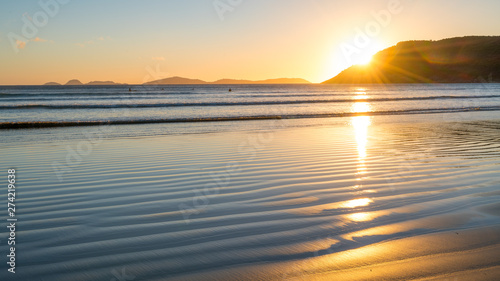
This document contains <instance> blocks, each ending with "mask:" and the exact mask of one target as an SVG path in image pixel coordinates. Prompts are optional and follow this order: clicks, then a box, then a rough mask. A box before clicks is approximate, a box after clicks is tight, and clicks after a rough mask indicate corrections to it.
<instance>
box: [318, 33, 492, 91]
mask: <svg viewBox="0 0 500 281" xmlns="http://www.w3.org/2000/svg"><path fill="white" fill-rule="evenodd" d="M478 82H500V36H467V37H457V38H449V39H444V40H439V41H405V42H400V43H398V44H397V45H396V46H393V47H390V48H387V49H385V50H383V51H380V52H378V53H377V54H376V55H375V56H374V57H373V59H372V62H371V63H370V64H368V65H355V66H351V67H349V68H348V69H346V70H344V71H342V72H341V73H340V74H339V75H337V76H336V77H334V78H332V79H330V80H327V81H325V82H323V83H324V84H367V83H478Z"/></svg>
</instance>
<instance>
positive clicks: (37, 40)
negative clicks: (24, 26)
mask: <svg viewBox="0 0 500 281" xmlns="http://www.w3.org/2000/svg"><path fill="white" fill-rule="evenodd" d="M30 41H33V42H47V40H45V39H42V38H40V37H36V38H35V39H31V40H30Z"/></svg>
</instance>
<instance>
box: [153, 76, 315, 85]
mask: <svg viewBox="0 0 500 281" xmlns="http://www.w3.org/2000/svg"><path fill="white" fill-rule="evenodd" d="M310 83H311V82H309V81H307V80H304V79H300V78H278V79H268V80H258V81H252V80H236V79H221V80H217V81H215V82H206V81H203V80H199V79H189V78H182V77H170V78H165V79H160V80H156V81H151V82H148V83H145V84H146V85H176V84H177V85H179V84H310Z"/></svg>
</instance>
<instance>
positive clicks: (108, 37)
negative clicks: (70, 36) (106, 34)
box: [75, 36, 112, 48]
mask: <svg viewBox="0 0 500 281" xmlns="http://www.w3.org/2000/svg"><path fill="white" fill-rule="evenodd" d="M110 40H112V39H111V37H109V36H106V37H104V36H100V37H97V38H95V39H93V40H88V41H85V42H81V43H75V45H76V46H78V47H81V48H84V47H85V46H88V45H92V44H97V43H99V42H100V41H110Z"/></svg>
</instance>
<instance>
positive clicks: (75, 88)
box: [0, 83, 500, 129]
mask: <svg viewBox="0 0 500 281" xmlns="http://www.w3.org/2000/svg"><path fill="white" fill-rule="evenodd" d="M229 89H231V92H229ZM129 90H131V91H129ZM499 106H500V85H499V84H489V83H483V84H451V85H450V84H442V85H426V84H415V85H411V84H407V85H391V86H383V85H380V86H374V85H372V86H370V87H364V86H338V85H217V86H215V85H214V86H206V85H204V86H196V85H194V86H192V85H182V86H141V85H139V86H66V87H64V86H33V87H31V86H13V87H8V86H3V87H0V110H2V115H1V117H0V127H1V128H4V129H8V128H18V127H43V126H71V125H78V124H80V125H89V124H99V123H102V122H105V123H106V124H134V123H155V122H160V123H161V122H194V121H226V120H229V121H232V120H253V119H274V118H283V119H287V118H313V117H342V116H350V115H353V114H354V115H359V114H360V113H370V115H397V114H427V113H445V112H466V111H475V110H481V111H486V110H499V109H500V108H499Z"/></svg>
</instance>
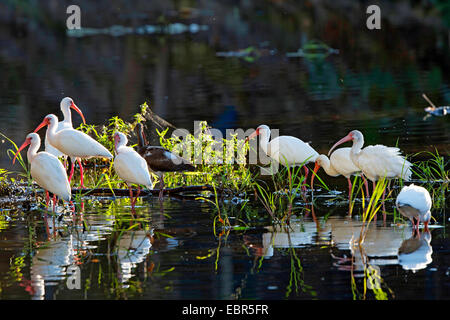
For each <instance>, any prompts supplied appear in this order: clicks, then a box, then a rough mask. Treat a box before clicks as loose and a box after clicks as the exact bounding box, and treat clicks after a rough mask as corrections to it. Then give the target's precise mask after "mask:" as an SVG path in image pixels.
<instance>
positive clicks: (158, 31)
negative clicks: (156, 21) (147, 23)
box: [67, 23, 209, 38]
mask: <svg viewBox="0 0 450 320" xmlns="http://www.w3.org/2000/svg"><path fill="white" fill-rule="evenodd" d="M208 29H209V26H207V25H199V24H196V23H191V24H188V25H186V24H183V23H171V24H168V25H144V26H140V27H137V28H134V27H125V26H120V25H113V26H111V27H108V28H81V29H72V30H67V35H68V36H69V37H77V38H81V37H86V36H94V35H102V34H104V35H110V36H113V37H120V36H123V35H128V34H142V35H144V34H170V35H175V34H182V33H186V32H188V33H197V32H200V31H206V30H208Z"/></svg>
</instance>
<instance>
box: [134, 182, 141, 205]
mask: <svg viewBox="0 0 450 320" xmlns="http://www.w3.org/2000/svg"><path fill="white" fill-rule="evenodd" d="M140 193H141V187H139V186H138V192H137V194H136V197H134V202H133V207H134V205H135V204H136V201H137V198H138V197H139V194H140Z"/></svg>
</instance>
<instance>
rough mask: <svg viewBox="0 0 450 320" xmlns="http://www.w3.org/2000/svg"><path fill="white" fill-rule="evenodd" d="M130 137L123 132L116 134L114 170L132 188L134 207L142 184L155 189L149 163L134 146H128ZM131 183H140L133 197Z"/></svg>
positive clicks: (128, 185)
mask: <svg viewBox="0 0 450 320" xmlns="http://www.w3.org/2000/svg"><path fill="white" fill-rule="evenodd" d="M127 143H128V139H127V137H126V136H125V135H124V134H123V133H122V132H116V133H115V134H114V148H115V151H116V157H115V158H114V170H116V173H117V175H118V176H119V177H120V178H121V179H122V180H124V181H125V183H126V184H127V185H128V188H129V189H130V201H131V207H132V208H134V205H135V204H136V200H137V198H138V196H139V193H140V192H141V187H140V185H144V186H146V187H147V188H149V189H153V182H152V179H151V177H150V172H149V171H148V167H147V163H146V161H145V159H144V158H142V157H141V156H140V155H139V153H137V152H136V151H135V150H134V149H133V148H131V147H127ZM131 184H137V185H138V191H137V194H136V197H135V198H134V199H133V190H132V189H131Z"/></svg>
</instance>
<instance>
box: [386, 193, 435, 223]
mask: <svg viewBox="0 0 450 320" xmlns="http://www.w3.org/2000/svg"><path fill="white" fill-rule="evenodd" d="M395 205H396V206H397V209H398V211H400V213H401V214H402V215H403V216H405V217H406V218H408V219H409V220H411V222H412V224H413V229H417V230H419V223H420V221H422V222H423V223H424V225H425V231H428V223H429V222H430V219H431V212H430V209H431V197H430V193H429V192H428V190H427V189H425V188H423V187H420V186H416V185H414V184H411V185H409V186H404V187H403V188H402V190H401V191H400V193H399V194H398V196H397V199H396V200H395ZM414 219H415V220H416V221H417V224H416V223H415V222H414Z"/></svg>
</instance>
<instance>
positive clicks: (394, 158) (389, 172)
mask: <svg viewBox="0 0 450 320" xmlns="http://www.w3.org/2000/svg"><path fill="white" fill-rule="evenodd" d="M351 140H353V146H352V148H351V150H350V159H352V161H353V163H354V164H355V166H356V167H358V168H360V169H361V171H362V173H363V175H364V176H366V177H367V178H368V179H369V180H370V181H372V183H373V186H374V189H375V182H376V181H377V180H379V179H381V178H383V177H385V178H386V179H395V178H402V179H404V180H405V181H409V180H410V178H411V174H412V173H411V166H412V164H411V163H410V162H409V161H407V160H406V159H405V158H404V157H402V156H401V155H400V149H399V148H393V147H386V146H384V145H380V144H377V145H374V146H367V147H365V148H364V149H361V148H362V146H363V145H364V136H363V134H362V133H361V132H360V131H358V130H353V131H351V132H350V133H349V134H348V135H346V136H345V137H344V138H342V139H341V140H339V141H338V142H336V143H335V144H334V145H333V146H332V147H331V149H330V151H329V152H328V155H329V154H330V153H331V152H332V151H333V150H334V148H336V147H337V146H338V145H340V144H342V143H344V142H347V141H351ZM364 184H365V186H366V192H367V196H368V197H369V188H368V185H367V181H366V180H364ZM384 196H385V194H384V192H383V200H384Z"/></svg>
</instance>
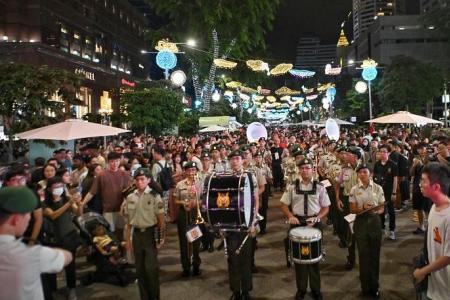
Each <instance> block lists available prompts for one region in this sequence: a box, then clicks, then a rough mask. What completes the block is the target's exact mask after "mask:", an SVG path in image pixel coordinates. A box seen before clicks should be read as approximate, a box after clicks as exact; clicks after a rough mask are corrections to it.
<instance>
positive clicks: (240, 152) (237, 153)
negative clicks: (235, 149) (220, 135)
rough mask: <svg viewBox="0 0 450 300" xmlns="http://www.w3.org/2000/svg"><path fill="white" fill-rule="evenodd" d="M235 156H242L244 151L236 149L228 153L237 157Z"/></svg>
mask: <svg viewBox="0 0 450 300" xmlns="http://www.w3.org/2000/svg"><path fill="white" fill-rule="evenodd" d="M235 156H240V157H242V152H241V151H240V150H234V151H231V153H230V154H229V155H228V158H230V159H231V158H233V157H235Z"/></svg>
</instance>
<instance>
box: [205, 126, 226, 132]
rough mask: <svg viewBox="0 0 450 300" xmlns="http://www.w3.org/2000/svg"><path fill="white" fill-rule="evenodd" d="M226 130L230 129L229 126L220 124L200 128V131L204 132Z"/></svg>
mask: <svg viewBox="0 0 450 300" xmlns="http://www.w3.org/2000/svg"><path fill="white" fill-rule="evenodd" d="M225 130H228V128H226V127H222V126H219V125H212V126H209V127H206V128H203V129H201V130H199V132H202V133H204V132H216V131H225Z"/></svg>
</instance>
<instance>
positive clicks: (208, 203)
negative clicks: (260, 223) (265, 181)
mask: <svg viewBox="0 0 450 300" xmlns="http://www.w3.org/2000/svg"><path fill="white" fill-rule="evenodd" d="M250 180H251V179H250V178H249V177H248V174H247V173H242V174H241V175H234V174H227V173H221V174H217V173H213V174H212V175H210V176H209V177H208V178H206V180H205V189H204V190H205V193H206V195H205V197H204V199H205V213H206V218H207V221H208V223H209V224H210V225H211V226H212V227H213V228H215V229H220V230H224V231H240V230H246V229H247V228H249V226H250V224H251V222H252V221H253V218H254V213H255V201H254V197H253V190H252V188H251V186H250V185H251V184H250Z"/></svg>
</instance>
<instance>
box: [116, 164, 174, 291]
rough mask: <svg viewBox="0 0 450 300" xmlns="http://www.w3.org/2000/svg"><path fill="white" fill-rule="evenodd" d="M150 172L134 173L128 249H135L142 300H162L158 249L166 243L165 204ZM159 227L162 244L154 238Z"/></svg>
mask: <svg viewBox="0 0 450 300" xmlns="http://www.w3.org/2000/svg"><path fill="white" fill-rule="evenodd" d="M150 178H151V172H150V170H149V169H147V168H139V169H137V170H136V172H135V173H134V180H135V185H136V190H135V191H134V192H133V193H131V194H129V195H128V196H127V198H126V199H125V204H124V215H125V219H126V227H125V239H126V248H127V249H128V250H130V249H133V251H134V256H135V263H136V275H137V278H138V285H139V294H140V295H141V299H151V300H154V299H160V293H159V274H158V260H157V248H159V247H161V246H162V245H163V243H164V231H165V226H166V225H165V222H164V203H163V201H162V199H161V196H160V195H159V194H158V193H157V192H156V191H154V190H152V189H151V188H150V187H149V186H148V185H149V183H150V180H151V179H150ZM156 227H157V229H158V230H159V232H160V241H159V243H158V244H157V243H156V239H155V233H156Z"/></svg>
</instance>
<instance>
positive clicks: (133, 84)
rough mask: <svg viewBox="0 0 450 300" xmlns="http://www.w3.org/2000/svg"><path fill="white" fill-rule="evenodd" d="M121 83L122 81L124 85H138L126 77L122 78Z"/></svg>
mask: <svg viewBox="0 0 450 300" xmlns="http://www.w3.org/2000/svg"><path fill="white" fill-rule="evenodd" d="M121 83H122V84H123V85H128V86H130V87H134V86H135V85H136V83H134V82H130V81H128V80H126V79H123V78H122V80H121Z"/></svg>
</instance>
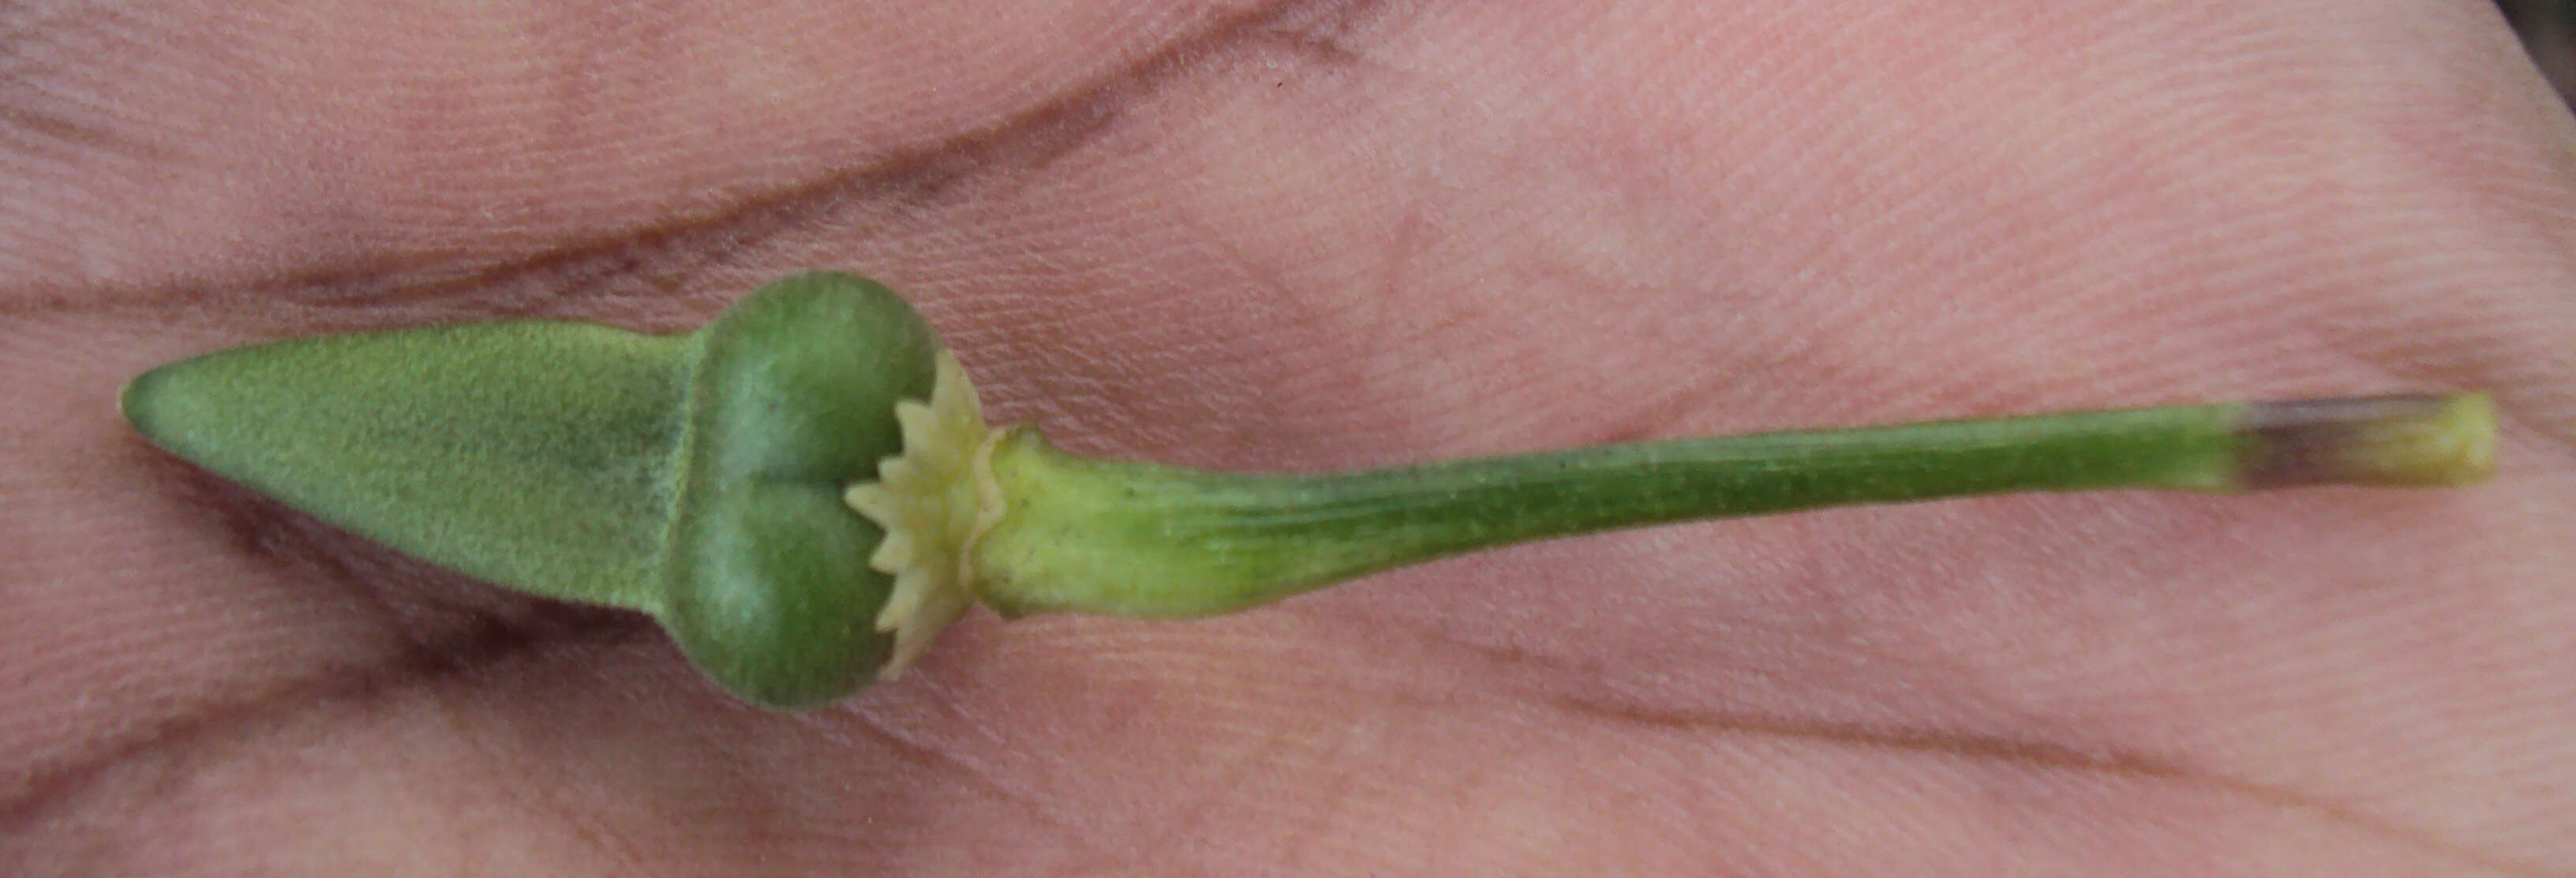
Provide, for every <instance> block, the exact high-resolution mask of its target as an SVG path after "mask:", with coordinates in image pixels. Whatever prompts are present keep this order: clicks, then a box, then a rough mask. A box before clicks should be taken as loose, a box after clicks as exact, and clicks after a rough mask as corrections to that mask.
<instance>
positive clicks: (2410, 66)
mask: <svg viewBox="0 0 2576 878" xmlns="http://www.w3.org/2000/svg"><path fill="white" fill-rule="evenodd" d="M2571 175H2576V124H2571V121H2568V116H2566V111H2563V108H2558V103H2555V98H2553V95H2550V93H2548V90H2545V85H2543V82H2540V77H2537V75H2535V72H2532V70H2530V64H2527V62H2524V59H2522V57H2519V54H2517V46H2514V39H2512V33H2509V31H2506V28H2504V23H2501V18H2499V15H2496V13H2494V8H2491V5H2488V3H2478V0H2450V3H2421V0H2411V3H2396V0H2388V3H2352V0H2339V3H2326V0H2300V3H2112V0H2081V3H2063V0H2058V3H1991V0H1922V3H1862V0H1842V3H1649V0H1625V3H1510V5H1504V3H1430V5H1425V3H1340V5H1334V3H1288V5H1244V8H1221V5H1208V8H1200V5H1136V8H1113V5H1100V3H1059V5H1046V10H1043V13H1041V10H1036V5H1020V3H963V5H961V3H940V5H917V8H912V5H886V8H878V5H845V3H737V5H693V3H631V5H616V8H608V5H567V3H446V5H412V3H407V5H397V3H381V5H376V8H358V5H348V3H299V5H260V10H258V13H247V10H237V8H234V5H227V3H162V5H147V8H137V5H113V3H77V0H75V3H49V5H46V3H39V5H18V8H0V376H5V381H0V461H5V463H0V546H8V548H5V551H0V595H8V608H10V610H8V613H0V873H10V875H75V873H77V875H95V873H106V875H121V873H134V875H142V873H152V875H170V873H273V875H296V873H314V875H345V873H368V875H410V873H420V875H451V873H528V875H541V873H567V875H590V873H618V875H706V873H732V875H755V873H884V875H899V873H925V875H951V873H1007V875H1038V873H1066V875H1087V873H1221V875H1255V873H1337V875H1363V873H1376V875H1404V873H1641V875H1654V873H1672V875H1685V873H1687V875H1708V873H1723V875H1886V873H1909V875H2012V873H2030V875H2076V873H2081V875H2548V873H2571V870H2576V808H2571V806H2576V734H2568V731H2571V729H2576V675H2571V669H2576V597H2571V590H2568V584H2571V574H2568V572H2571V569H2576V551H2571V548H2566V536H2568V533H2576V479H2571V445H2576V296H2571V294H2568V291H2576V257H2571V255H2576V224H2571V216H2576V193H2571V185H2568V180H2571ZM817 265H827V268H850V270H860V273H868V276H876V278H881V281H886V283H891V286H894V288H899V291H907V294H909V296H914V301H917V304H920V306H922V312H925V314H927V317H930V319H933V324H938V327H940V330H943V332H945V335H948V340H951V345H953V348H956V350H958V353H961V358H963V360H966V366H969V371H974V373H976V378H979V386H981V389H984V399H987V404H989V407H992V415H994V420H997V422H1010V420H1033V422H1038V425H1043V427H1046V430H1048V435H1051V438H1056V440H1059V443H1061V445H1069V448H1077V451H1084V453H1103V456H1133V458H1157V461H1172V463H1195V466H1236V469H1329V466H1365V463H1399V461H1425V458H1448V456H1471V453H1497V451H1533V448H1561V445H1584V443H1607V440H1638V438H1674V435H1710V433H1741V430H1767V427H1808V425H1860V422H1896V420H1924V417H1968V415H2012V412H2045V409H2074V407H2120V404H2159V402H2202V399H2269V397H2321V394H2329V397H2331V394H2365V391H2414V389H2491V391H2494V394H2496V399H2499V407H2501V430H2504V433H2501V435H2504V443H2501V471H2499V476H2496V479H2494V481H2491V484H2483V487H2476V489H2450V492H2370V489H2303V492H2275V494H2249V497H2202V494H2146V492H2120V494H2056V497H1994V500H1963V502H1937V505H1911V507H1870V510H1832V512H1811V515H1785V518H1759V520H1728V523H1700V525H1677V528H1656V530H1633V533H1615V536H1595V538H1577V541H1556V543H1540V546H1522V548H1507V551H1494V554H1484V556H1471V559H1453V561H1440V564H1427V566H1414V569H1404V572H1391V574H1381V577H1370V579H1363V582H1355V584H1347V587H1340V590H1329V592H1319V595H1309V597H1296V600H1288V602H1280V605H1273V608H1262V610H1252V613H1242V615H1231V618H1221V621H1200V623H1139V621H1100V618H1028V621H1015V623H1002V621H997V618H994V615H989V613H976V615H969V618H966V621H963V623H958V626H956V628H951V631H948V636H945V639H943V641H940V644H938V646H935V649H933V651H930V657H927V659H925V662H922V664H917V667H914V669H909V672H907V675H902V677H899V680H894V682H881V685H876V687H871V690H866V693H860V695H858V698H853V700H848V703H842V705H835V708H827V711H811V713H770V711H760V708H750V705H744V703H737V700H732V698H726V695H721V693H719V690H714V687H711V685H708V682H703V680H698V677H696V675H693V672H690V669H688V664H685V662H683V659H680V654H677V651H675V649H672V646H670V644H667V639H665V636H662V633H659V631H657V628H654V626H652V623H647V621H641V618H631V615H621V613H608V610H580V608H567V605H554V602H544V600H528V597H515V595H507V592H500V590H495V587H489V584H479V582H471V579H464V577H456V574H446V572H438V569H433V566H425V564H420V561H410V559H402V556H397V554H392V551H386V548H379V546H371V543H366V541H361V538H353V536H348V533H340V530H335V528H330V525H322V523H317V520H309V518H304V515H299V512H294V510H286V507H281V505H276V502H268V500H263V497H258V494H250V492H245V489H237V487H229V484H224V481H219V479H214V476H206V474H201V471H196V469H191V466H188V463H180V461H175V458H170V456H165V453H160V451H155V448H149V445H144V443H142V440H139V438H137V435H131V430H129V427H126V425H124V422H121V420H118V417H116V412H113V404H111V402H113V394H116V386H118V384H121V381H124V378H129V376H134V373H137V371H142V368H149V366H155V363H162V360H173V358H183V355H191V353H204V350H214V348H227V345H242V342H260V340H276V337H291V335H312V332H330V330H361V327H402V324H425V322H461V319H495V317H564V319H590V322H611V324H626V327H641V330H677V327H693V324H698V322H701V319H706V317H708V314H714V312H719V309H721V306H724V304H726V301H729V299H734V296H739V294H744V291H750V288H752V286H757V283H760V281H768V278H773V276H781V273H788V270H796V268H817Z"/></svg>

> TASK GOAL
Take the stretch of lines above from the one containing "positive clicks: (208, 203)" through the one containing "box: [116, 164, 174, 291]" and repeat it exactly, adding no other line.

> FINISHED TASK
positive clicks: (208, 203)
negative clicks: (260, 223) (265, 181)
mask: <svg viewBox="0 0 450 300" xmlns="http://www.w3.org/2000/svg"><path fill="white" fill-rule="evenodd" d="M250 180H251V179H250V178H249V177H248V174H247V173H242V174H241V175H234V174H227V173H221V174H217V173H213V174H212V175H210V176H209V177H208V178H206V180H205V189H204V190H205V193H206V195H205V197H204V199H205V213H206V218H207V221H208V223H209V224H210V225H211V226H212V227H213V228H215V229H220V230H224V231H240V230H246V229H247V228H249V226H250V224H251V222H252V221H253V218H254V213H255V201H254V197H253V190H252V188H251V186H250V185H251V184H250Z"/></svg>
</instance>
<instance>
box: [116, 164, 174, 291]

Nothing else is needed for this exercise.